[WHAT NEEDS TO BE DONE] Tally the lines below that contain the word "leafy", and give only that number.

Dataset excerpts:
+ + + +
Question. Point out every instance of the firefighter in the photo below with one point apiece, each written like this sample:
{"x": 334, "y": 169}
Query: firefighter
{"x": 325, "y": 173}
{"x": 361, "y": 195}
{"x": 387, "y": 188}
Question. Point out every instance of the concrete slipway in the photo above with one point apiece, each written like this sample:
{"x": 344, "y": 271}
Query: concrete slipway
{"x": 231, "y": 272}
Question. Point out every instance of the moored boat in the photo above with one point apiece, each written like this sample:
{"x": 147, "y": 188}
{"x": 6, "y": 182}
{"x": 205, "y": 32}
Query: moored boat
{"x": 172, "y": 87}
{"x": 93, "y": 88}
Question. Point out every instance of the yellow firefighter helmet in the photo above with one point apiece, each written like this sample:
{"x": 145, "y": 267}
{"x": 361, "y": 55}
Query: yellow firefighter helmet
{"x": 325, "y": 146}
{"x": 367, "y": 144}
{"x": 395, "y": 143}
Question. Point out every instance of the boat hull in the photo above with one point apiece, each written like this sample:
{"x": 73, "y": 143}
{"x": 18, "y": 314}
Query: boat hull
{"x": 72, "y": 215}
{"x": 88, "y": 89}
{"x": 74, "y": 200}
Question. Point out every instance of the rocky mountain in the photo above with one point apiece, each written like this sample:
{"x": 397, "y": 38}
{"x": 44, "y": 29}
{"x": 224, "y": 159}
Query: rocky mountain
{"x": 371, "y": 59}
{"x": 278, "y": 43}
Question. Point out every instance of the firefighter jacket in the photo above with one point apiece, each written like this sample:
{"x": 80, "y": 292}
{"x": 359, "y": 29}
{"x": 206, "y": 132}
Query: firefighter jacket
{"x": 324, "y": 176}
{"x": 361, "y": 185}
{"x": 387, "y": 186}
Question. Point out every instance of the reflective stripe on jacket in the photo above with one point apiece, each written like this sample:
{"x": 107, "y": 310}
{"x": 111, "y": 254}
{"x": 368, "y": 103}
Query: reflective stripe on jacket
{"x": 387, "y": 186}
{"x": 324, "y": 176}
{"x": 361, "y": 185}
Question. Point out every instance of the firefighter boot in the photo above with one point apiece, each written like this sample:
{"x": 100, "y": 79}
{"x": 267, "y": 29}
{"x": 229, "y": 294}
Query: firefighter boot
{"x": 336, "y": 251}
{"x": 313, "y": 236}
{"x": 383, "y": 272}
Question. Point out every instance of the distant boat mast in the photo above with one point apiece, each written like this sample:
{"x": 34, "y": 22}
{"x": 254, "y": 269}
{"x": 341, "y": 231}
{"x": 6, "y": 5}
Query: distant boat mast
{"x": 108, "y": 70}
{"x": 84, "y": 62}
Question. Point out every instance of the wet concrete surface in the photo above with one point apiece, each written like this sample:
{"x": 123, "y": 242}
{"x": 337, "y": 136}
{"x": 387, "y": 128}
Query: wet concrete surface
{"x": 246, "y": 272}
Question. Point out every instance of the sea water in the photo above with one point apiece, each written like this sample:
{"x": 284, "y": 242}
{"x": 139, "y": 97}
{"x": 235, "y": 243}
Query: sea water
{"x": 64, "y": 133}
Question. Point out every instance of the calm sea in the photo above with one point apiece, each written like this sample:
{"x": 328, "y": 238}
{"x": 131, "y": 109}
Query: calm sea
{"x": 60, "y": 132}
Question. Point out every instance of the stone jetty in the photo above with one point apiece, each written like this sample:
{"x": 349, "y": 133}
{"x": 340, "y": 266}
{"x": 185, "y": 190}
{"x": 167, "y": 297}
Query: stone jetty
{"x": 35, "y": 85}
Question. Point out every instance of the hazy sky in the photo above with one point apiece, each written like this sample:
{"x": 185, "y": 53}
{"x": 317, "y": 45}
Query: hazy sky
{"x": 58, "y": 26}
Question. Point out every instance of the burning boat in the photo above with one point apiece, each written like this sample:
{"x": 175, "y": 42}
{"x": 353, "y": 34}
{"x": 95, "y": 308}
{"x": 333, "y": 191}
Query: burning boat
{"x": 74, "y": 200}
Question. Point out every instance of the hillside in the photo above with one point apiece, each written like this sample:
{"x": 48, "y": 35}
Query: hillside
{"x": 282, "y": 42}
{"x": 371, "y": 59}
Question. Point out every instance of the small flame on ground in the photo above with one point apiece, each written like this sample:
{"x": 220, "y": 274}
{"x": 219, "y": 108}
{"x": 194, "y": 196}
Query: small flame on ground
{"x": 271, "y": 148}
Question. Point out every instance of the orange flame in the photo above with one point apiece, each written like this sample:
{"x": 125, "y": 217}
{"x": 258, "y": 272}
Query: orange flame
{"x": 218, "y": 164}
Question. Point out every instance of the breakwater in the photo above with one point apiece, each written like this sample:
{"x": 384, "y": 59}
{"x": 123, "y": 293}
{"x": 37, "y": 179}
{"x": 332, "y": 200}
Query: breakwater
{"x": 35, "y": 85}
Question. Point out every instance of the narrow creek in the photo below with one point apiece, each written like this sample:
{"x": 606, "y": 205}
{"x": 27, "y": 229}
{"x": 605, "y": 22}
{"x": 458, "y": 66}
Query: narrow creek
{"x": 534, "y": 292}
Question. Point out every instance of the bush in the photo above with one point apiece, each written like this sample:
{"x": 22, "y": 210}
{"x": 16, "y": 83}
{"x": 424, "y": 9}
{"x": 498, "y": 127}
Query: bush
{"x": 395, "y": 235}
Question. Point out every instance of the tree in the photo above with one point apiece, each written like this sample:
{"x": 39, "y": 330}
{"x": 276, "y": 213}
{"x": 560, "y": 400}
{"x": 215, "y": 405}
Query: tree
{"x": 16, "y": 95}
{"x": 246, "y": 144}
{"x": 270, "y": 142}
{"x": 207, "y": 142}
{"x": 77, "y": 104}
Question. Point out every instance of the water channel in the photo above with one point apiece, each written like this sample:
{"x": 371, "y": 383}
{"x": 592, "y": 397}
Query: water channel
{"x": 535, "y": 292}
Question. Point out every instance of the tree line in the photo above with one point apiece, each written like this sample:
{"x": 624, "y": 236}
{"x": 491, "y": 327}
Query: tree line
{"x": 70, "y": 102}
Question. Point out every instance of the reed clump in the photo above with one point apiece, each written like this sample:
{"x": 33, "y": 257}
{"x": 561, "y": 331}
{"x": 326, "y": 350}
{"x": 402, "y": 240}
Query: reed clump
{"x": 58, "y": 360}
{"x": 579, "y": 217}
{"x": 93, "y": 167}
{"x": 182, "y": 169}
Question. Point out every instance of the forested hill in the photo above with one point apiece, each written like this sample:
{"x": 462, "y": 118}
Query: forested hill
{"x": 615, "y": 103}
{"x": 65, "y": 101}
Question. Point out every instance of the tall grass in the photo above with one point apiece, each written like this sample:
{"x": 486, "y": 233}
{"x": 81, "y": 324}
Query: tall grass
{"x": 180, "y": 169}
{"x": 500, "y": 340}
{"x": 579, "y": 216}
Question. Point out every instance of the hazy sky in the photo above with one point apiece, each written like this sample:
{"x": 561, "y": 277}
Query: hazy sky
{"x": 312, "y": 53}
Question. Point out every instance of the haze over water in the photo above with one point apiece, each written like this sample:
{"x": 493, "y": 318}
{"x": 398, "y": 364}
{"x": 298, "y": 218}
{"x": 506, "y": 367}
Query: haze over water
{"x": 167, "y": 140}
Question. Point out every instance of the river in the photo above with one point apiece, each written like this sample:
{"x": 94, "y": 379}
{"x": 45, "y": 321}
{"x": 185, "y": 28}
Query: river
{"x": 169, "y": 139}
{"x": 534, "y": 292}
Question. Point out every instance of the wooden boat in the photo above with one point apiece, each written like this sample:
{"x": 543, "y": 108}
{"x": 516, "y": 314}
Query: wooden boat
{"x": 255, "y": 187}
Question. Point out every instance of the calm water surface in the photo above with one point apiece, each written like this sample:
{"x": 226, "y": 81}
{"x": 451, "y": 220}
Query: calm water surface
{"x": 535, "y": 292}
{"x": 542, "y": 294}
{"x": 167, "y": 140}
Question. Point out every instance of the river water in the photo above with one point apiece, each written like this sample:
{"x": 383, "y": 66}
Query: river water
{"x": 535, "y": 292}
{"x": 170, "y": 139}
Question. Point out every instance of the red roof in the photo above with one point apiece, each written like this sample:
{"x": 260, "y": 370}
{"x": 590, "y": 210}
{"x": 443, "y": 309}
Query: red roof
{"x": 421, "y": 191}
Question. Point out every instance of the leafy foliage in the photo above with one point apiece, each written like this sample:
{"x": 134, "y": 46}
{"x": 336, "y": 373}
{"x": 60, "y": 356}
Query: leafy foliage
+ + + +
[WRITTEN ANSWER] 2